STATED PROBLEM: List every line below that contains the word "town".

Stored entries
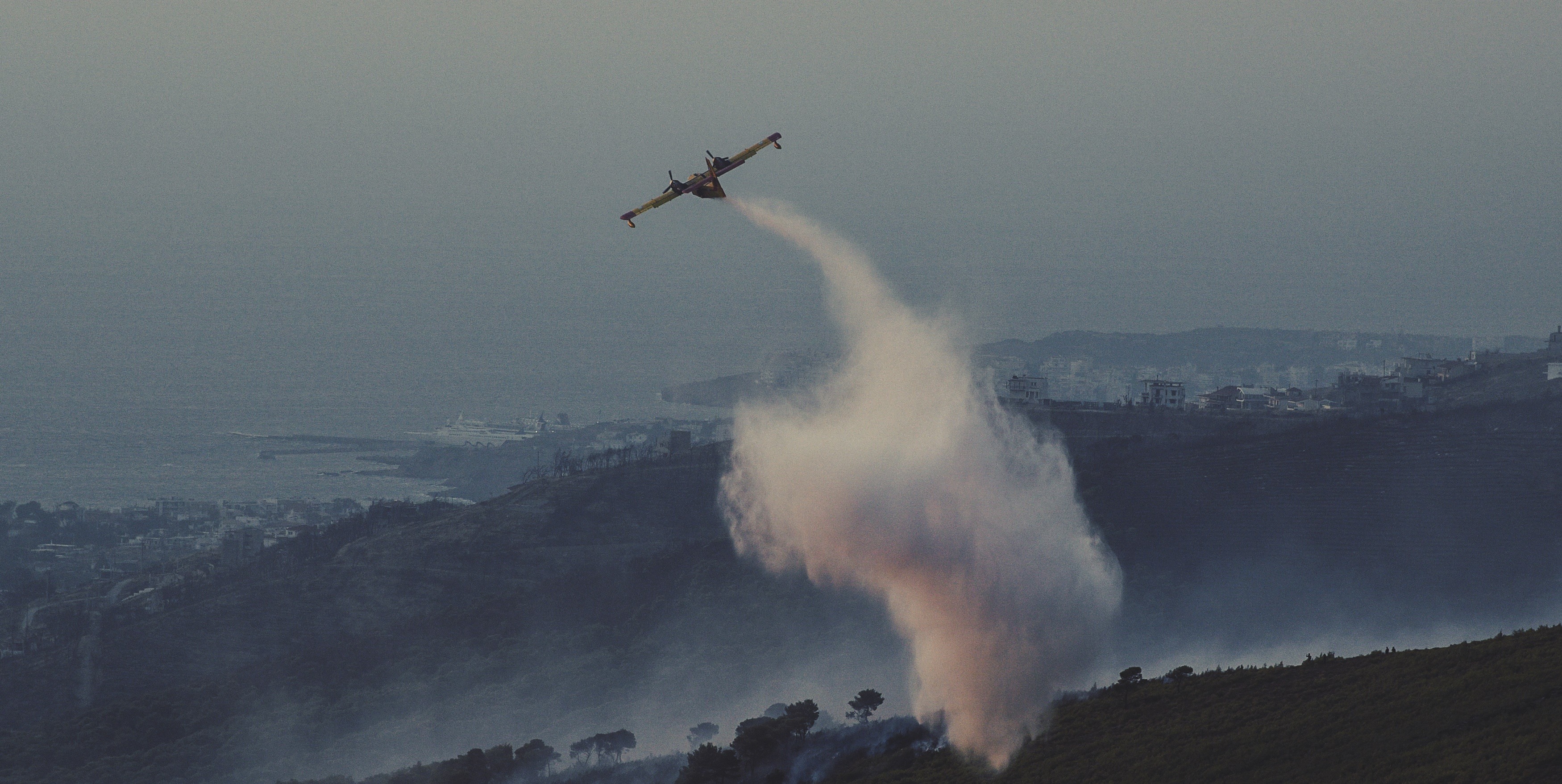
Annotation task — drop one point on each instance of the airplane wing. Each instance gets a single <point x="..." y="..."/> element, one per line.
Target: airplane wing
<point x="703" y="178"/>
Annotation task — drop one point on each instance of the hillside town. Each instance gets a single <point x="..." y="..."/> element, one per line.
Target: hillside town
<point x="1409" y="383"/>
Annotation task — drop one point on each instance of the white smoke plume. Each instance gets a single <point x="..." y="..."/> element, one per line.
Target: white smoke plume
<point x="902" y="477"/>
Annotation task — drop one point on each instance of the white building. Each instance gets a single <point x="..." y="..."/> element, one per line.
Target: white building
<point x="1161" y="394"/>
<point x="1025" y="390"/>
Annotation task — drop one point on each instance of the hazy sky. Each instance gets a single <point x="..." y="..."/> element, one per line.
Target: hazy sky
<point x="438" y="183"/>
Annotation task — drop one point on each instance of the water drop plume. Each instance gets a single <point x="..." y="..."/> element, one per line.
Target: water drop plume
<point x="902" y="477"/>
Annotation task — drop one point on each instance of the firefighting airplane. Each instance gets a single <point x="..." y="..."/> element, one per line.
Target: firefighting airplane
<point x="703" y="185"/>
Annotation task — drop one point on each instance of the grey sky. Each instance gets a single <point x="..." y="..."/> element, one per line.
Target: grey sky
<point x="438" y="183"/>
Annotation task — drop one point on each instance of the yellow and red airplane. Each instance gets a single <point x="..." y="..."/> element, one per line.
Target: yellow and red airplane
<point x="703" y="185"/>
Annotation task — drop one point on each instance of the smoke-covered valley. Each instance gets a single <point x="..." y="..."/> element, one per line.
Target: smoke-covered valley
<point x="616" y="599"/>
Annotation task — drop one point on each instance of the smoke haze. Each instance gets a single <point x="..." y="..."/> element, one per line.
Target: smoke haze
<point x="899" y="475"/>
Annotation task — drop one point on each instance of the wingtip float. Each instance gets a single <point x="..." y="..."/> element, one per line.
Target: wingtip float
<point x="703" y="185"/>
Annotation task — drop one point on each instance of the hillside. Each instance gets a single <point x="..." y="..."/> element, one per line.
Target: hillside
<point x="555" y="611"/>
<point x="610" y="599"/>
<point x="1486" y="711"/>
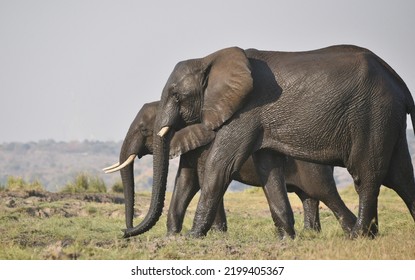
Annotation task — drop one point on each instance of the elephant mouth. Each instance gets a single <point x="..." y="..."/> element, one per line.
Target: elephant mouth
<point x="117" y="166"/>
<point x="163" y="131"/>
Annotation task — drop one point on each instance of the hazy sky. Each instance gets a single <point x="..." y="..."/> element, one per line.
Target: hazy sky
<point x="75" y="70"/>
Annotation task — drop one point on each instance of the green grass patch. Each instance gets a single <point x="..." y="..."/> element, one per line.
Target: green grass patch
<point x="75" y="229"/>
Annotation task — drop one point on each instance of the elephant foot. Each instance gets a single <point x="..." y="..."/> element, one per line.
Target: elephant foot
<point x="127" y="232"/>
<point x="195" y="234"/>
<point x="173" y="232"/>
<point x="222" y="227"/>
<point x="313" y="226"/>
<point x="372" y="232"/>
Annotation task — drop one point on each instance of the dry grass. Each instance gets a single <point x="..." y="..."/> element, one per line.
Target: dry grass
<point x="92" y="231"/>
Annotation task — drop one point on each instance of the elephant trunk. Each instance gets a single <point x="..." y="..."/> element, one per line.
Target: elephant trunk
<point x="127" y="177"/>
<point x="160" y="170"/>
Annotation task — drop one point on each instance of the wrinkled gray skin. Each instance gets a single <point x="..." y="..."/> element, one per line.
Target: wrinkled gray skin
<point x="340" y="105"/>
<point x="303" y="178"/>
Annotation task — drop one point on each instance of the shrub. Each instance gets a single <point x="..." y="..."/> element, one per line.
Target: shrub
<point x="117" y="187"/>
<point x="84" y="183"/>
<point x="18" y="183"/>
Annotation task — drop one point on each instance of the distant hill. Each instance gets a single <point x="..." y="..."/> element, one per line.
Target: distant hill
<point x="55" y="164"/>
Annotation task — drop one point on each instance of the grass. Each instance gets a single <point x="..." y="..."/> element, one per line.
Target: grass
<point x="74" y="229"/>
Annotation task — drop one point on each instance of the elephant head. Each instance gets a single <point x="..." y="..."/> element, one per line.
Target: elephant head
<point x="199" y="96"/>
<point x="137" y="143"/>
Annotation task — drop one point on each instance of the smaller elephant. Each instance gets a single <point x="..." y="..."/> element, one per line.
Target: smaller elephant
<point x="308" y="180"/>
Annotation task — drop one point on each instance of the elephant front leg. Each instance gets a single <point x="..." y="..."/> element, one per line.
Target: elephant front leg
<point x="311" y="211"/>
<point x="185" y="188"/>
<point x="270" y="168"/>
<point x="207" y="208"/>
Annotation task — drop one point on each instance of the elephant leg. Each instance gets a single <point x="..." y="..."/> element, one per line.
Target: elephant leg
<point x="401" y="175"/>
<point x="367" y="187"/>
<point x="367" y="221"/>
<point x="214" y="187"/>
<point x="270" y="168"/>
<point x="311" y="211"/>
<point x="220" y="223"/>
<point x="186" y="186"/>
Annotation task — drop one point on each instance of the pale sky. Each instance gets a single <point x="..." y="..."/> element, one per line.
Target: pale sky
<point x="79" y="69"/>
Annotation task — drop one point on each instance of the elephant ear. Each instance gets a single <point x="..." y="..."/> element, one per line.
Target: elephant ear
<point x="229" y="82"/>
<point x="190" y="138"/>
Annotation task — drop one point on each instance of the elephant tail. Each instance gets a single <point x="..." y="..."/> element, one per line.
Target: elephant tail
<point x="411" y="109"/>
<point x="412" y="113"/>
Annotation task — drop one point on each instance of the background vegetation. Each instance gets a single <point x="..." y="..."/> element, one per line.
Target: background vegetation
<point x="36" y="225"/>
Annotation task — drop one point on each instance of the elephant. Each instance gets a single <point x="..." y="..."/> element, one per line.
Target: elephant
<point x="307" y="180"/>
<point x="340" y="105"/>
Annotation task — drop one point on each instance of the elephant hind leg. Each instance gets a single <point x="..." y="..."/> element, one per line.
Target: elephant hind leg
<point x="311" y="210"/>
<point x="401" y="175"/>
<point x="220" y="223"/>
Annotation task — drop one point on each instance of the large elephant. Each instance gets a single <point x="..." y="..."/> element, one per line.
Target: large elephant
<point x="303" y="178"/>
<point x="340" y="105"/>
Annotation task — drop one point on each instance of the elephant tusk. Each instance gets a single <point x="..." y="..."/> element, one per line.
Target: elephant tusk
<point x="127" y="162"/>
<point x="163" y="131"/>
<point x="111" y="167"/>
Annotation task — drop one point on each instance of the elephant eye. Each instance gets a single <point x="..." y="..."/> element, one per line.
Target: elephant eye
<point x="176" y="97"/>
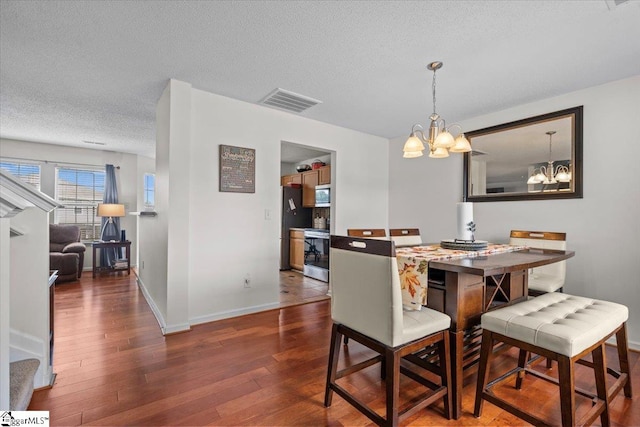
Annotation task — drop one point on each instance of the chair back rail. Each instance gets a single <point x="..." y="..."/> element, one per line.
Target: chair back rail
<point x="369" y="233"/>
<point x="405" y="236"/>
<point x="555" y="272"/>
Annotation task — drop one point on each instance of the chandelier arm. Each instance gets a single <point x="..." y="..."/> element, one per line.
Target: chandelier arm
<point x="433" y="91"/>
<point x="455" y="125"/>
<point x="417" y="125"/>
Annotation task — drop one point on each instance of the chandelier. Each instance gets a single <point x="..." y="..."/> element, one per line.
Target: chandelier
<point x="439" y="139"/>
<point x="546" y="174"/>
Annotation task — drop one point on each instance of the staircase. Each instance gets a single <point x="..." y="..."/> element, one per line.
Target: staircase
<point x="21" y="375"/>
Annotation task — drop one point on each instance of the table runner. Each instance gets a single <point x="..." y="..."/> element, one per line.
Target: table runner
<point x="413" y="267"/>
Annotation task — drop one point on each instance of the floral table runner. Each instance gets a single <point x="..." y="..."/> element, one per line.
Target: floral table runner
<point x="413" y="266"/>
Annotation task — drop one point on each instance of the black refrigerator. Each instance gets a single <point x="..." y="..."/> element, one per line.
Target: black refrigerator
<point x="293" y="215"/>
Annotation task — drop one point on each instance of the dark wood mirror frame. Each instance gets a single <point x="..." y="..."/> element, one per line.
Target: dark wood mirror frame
<point x="574" y="116"/>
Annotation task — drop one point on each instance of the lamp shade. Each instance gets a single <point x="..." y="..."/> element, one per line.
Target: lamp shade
<point x="110" y="209"/>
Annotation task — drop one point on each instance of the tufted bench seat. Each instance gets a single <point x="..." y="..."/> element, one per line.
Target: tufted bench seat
<point x="564" y="328"/>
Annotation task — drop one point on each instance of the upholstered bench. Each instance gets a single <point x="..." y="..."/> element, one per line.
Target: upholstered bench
<point x="564" y="328"/>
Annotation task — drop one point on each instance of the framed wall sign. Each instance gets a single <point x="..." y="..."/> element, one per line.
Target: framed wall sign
<point x="237" y="169"/>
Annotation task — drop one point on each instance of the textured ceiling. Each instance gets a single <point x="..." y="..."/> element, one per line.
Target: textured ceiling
<point x="73" y="71"/>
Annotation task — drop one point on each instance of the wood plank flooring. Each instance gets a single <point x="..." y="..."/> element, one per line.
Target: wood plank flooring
<point x="114" y="367"/>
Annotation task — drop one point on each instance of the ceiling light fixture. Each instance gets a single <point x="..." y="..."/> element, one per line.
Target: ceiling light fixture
<point x="546" y="175"/>
<point x="440" y="140"/>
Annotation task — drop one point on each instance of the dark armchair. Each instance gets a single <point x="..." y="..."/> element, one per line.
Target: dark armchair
<point x="66" y="252"/>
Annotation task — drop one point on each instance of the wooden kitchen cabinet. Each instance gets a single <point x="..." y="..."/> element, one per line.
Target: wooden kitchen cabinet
<point x="296" y="249"/>
<point x="309" y="182"/>
<point x="295" y="178"/>
<point x="324" y="175"/>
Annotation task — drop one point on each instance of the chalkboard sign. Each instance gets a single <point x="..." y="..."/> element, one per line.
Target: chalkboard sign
<point x="237" y="169"/>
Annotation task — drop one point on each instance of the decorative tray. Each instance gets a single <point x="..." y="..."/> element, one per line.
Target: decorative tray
<point x="465" y="245"/>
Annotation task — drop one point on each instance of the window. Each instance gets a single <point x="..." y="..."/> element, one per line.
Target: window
<point x="80" y="191"/>
<point x="149" y="191"/>
<point x="26" y="172"/>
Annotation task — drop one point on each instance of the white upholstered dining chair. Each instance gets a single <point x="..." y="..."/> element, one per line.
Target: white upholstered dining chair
<point x="548" y="278"/>
<point x="405" y="236"/>
<point x="366" y="306"/>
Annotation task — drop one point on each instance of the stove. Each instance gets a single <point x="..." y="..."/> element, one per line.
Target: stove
<point x="316" y="254"/>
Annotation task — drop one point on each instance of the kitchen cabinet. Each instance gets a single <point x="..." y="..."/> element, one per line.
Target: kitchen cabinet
<point x="296" y="249"/>
<point x="295" y="178"/>
<point x="309" y="182"/>
<point x="324" y="175"/>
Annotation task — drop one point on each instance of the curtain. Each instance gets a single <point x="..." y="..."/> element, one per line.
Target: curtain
<point x="112" y="230"/>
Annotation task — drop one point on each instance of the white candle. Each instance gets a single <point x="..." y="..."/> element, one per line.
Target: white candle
<point x="465" y="216"/>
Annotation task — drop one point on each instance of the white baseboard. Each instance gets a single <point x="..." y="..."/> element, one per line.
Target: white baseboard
<point x="152" y="304"/>
<point x="233" y="313"/>
<point x="24" y="346"/>
<point x="166" y="329"/>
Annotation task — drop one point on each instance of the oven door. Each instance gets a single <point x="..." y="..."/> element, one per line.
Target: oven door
<point x="316" y="255"/>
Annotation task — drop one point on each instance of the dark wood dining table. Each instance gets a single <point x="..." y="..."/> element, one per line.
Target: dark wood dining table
<point x="464" y="288"/>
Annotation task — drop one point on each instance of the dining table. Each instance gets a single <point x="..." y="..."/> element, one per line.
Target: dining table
<point x="464" y="285"/>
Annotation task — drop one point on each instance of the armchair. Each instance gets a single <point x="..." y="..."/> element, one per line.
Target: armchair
<point x="66" y="252"/>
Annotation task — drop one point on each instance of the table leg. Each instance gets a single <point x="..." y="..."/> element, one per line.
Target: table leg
<point x="94" y="267"/>
<point x="457" y="352"/>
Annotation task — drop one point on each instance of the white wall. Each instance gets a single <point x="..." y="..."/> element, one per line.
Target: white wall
<point x="49" y="154"/>
<point x="29" y="291"/>
<point x="602" y="228"/>
<point x="228" y="234"/>
<point x="152" y="234"/>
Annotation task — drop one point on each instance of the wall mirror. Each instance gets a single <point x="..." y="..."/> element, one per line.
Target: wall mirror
<point x="531" y="159"/>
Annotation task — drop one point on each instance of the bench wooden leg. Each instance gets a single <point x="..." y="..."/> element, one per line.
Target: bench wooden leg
<point x="600" y="371"/>
<point x="623" y="356"/>
<point x="566" y="380"/>
<point x="523" y="358"/>
<point x="486" y="354"/>
<point x="334" y="352"/>
<point x="393" y="386"/>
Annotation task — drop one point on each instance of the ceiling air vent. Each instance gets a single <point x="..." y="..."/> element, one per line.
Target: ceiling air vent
<point x="289" y="101"/>
<point x="612" y="4"/>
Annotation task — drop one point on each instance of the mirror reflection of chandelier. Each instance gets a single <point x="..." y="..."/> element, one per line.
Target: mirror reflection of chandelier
<point x="546" y="174"/>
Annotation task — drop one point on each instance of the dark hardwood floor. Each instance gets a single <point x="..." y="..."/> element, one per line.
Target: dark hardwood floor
<point x="297" y="289"/>
<point x="114" y="367"/>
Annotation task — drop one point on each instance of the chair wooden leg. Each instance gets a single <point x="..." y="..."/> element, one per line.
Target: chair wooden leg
<point x="392" y="386"/>
<point x="445" y="373"/>
<point x="566" y="381"/>
<point x="334" y="352"/>
<point x="486" y="354"/>
<point x="600" y="371"/>
<point x="623" y="357"/>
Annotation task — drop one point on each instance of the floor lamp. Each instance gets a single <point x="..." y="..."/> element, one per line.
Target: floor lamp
<point x="110" y="210"/>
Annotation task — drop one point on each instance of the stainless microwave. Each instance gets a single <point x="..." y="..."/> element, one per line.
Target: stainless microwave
<point x="323" y="196"/>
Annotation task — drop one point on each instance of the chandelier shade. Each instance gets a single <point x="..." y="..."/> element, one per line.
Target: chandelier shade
<point x="546" y="175"/>
<point x="439" y="139"/>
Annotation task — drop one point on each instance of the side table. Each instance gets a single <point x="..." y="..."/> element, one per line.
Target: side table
<point x="111" y="244"/>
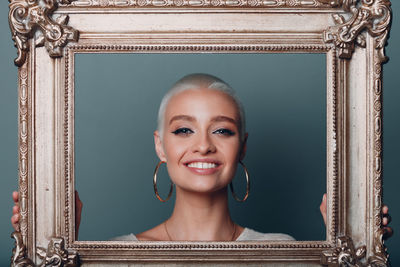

SOLUTION TO THE EXERCISE:
Annotation task — drop one point on each instance of the hillside town. Each instance gets a single <point x="..." y="..."/> element, one per line.
Target: hillside town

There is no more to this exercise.